__Document extract__.
— BEGIN —
Frequently Asked Questions

What are the initial tangible deliverables from the centre?

Innovations embedded in businesses and allied organisation, trained innovators, startups, education and learning for the public, polity and business. Ultimately, reductions in greenhouse gas emissions traced back to our support and or adaptation innovations.

How will your centre prioritize deployment vs. research and development? Many argue we need more equitable deployment and investment than solutions.

It is true that we have a lot of technology available, but it is also true that we do not have technical solutions for everything, for example, it would make a huge difference if we could make old homes energy efficient at a reasonable cost, with low disruption and little loss of internal space.

We still need technological innovation, but we also need innovations that allow us to deploy what we have to hand at speed and scale. Innovation - ideas usefully applied - encompasses the challenges of deployment as much as it does those of technical inventions.

What factors will guide the centre when it comes to choosing a priority list of areas for innovation and allocation of resources?

The centre will focus on where interventions can make a big impact. For example, one of our themes is the built environment and here there are two standout challenges - steel and cement. That sounds like a straight technical challenge to decarbonise both processes, and indeed we would expect to work on this, but not to the exclusion of posing challenges with respect to building design, alternative material use and so on. Each challenge will be looked at from all angles to devise viable routes to solutions that can scale.
— END —
__What to do__.
a – Retype the passage of the FAQ between "What are the" and "investment than solutions.", inclusive.
b – Answer these questions using the FAQ:
(i) Which two standout challenges are named for the built environment theme?
(ii) How is innovation defined in parentheses?
(iii) What is described as the ultimate deliverable from the centre?

(A block of data)
— BEGIN —
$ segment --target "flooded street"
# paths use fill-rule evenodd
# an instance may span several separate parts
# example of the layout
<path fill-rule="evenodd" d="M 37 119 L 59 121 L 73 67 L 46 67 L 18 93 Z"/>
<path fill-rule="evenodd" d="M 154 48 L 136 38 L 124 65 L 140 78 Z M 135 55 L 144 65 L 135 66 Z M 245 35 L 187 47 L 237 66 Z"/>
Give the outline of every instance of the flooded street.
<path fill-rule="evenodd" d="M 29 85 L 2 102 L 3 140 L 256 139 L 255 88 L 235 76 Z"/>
— END —
— BEGIN —
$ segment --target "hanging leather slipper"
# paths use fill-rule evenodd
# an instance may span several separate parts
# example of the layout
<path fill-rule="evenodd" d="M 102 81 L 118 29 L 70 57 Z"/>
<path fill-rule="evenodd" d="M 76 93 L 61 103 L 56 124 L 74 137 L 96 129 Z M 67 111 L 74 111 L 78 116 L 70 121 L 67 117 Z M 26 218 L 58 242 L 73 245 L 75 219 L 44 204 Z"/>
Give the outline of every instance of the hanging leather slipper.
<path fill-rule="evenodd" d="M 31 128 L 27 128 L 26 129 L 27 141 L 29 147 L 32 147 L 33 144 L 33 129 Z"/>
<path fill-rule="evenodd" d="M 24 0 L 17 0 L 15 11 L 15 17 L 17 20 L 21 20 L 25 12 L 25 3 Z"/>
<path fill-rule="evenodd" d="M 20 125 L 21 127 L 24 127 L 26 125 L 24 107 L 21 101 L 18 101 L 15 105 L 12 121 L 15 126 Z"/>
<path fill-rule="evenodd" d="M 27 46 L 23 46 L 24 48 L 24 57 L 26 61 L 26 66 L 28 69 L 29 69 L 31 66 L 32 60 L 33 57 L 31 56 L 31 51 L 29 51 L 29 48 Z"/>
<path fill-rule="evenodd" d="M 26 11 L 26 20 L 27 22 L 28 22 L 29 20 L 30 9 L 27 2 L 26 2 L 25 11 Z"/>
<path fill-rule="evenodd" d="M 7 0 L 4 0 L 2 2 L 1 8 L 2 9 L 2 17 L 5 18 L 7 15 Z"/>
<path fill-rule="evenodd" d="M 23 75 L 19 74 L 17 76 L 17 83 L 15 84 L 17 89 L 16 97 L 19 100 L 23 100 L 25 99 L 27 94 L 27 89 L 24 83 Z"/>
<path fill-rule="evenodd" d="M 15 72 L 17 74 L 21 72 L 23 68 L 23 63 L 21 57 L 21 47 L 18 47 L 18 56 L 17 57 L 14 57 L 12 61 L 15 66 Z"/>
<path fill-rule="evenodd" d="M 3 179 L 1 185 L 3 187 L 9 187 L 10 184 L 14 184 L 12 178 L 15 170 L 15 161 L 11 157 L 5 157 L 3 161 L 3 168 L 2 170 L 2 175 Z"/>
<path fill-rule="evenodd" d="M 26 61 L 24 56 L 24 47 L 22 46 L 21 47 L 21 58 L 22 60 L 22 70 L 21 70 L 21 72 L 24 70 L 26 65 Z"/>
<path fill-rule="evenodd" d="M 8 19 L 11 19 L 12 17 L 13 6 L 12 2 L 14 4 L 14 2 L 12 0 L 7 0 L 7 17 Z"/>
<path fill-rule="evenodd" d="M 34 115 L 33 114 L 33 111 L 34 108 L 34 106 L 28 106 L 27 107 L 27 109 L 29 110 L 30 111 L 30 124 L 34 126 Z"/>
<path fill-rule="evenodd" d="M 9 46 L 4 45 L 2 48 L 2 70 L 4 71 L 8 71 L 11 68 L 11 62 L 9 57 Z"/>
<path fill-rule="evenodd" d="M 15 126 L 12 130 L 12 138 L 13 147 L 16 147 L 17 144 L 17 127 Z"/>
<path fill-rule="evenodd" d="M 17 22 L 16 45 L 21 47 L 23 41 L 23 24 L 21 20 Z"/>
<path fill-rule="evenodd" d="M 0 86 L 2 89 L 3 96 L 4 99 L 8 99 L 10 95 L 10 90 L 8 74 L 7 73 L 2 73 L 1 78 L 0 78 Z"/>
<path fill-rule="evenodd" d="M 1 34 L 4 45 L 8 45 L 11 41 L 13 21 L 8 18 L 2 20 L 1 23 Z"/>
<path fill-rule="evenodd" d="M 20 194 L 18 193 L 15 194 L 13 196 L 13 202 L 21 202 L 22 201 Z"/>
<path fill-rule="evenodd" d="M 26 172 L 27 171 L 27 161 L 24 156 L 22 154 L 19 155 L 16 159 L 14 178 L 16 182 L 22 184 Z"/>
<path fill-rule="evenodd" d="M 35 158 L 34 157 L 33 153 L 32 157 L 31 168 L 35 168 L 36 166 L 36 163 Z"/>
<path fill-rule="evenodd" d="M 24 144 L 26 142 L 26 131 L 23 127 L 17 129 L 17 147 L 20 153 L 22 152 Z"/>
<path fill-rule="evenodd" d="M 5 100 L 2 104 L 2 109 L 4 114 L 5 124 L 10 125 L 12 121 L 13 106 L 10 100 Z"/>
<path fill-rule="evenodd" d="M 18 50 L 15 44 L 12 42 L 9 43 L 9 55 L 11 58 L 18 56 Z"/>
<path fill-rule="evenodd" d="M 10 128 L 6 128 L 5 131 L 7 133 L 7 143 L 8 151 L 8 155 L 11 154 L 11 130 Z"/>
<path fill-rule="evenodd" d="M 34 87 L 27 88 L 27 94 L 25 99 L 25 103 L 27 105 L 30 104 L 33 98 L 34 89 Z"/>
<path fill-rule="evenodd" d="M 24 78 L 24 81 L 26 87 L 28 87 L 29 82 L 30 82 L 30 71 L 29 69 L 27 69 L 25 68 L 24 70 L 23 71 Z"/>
— END —
__Solution list__.
a –
What are the initial tangible deliverables from the centre?

Innovations embedded in businesses and allied organisation, trained innovators, startups, education and learning for the public, polity and business. Ultimately, reductions in greenhouse gas emissions traced back to our support and or adaptation innovations.

How will your centre prioritize deployment vs. research and development? Many argue we need more equitable deployment and investment than solutions.

b –
(i) Steel and cement.
(ii) Ideas usefully applied.
(iii) Reductions in greenhouse gas emissions traced back to the centre's support and/or adaptation innovations.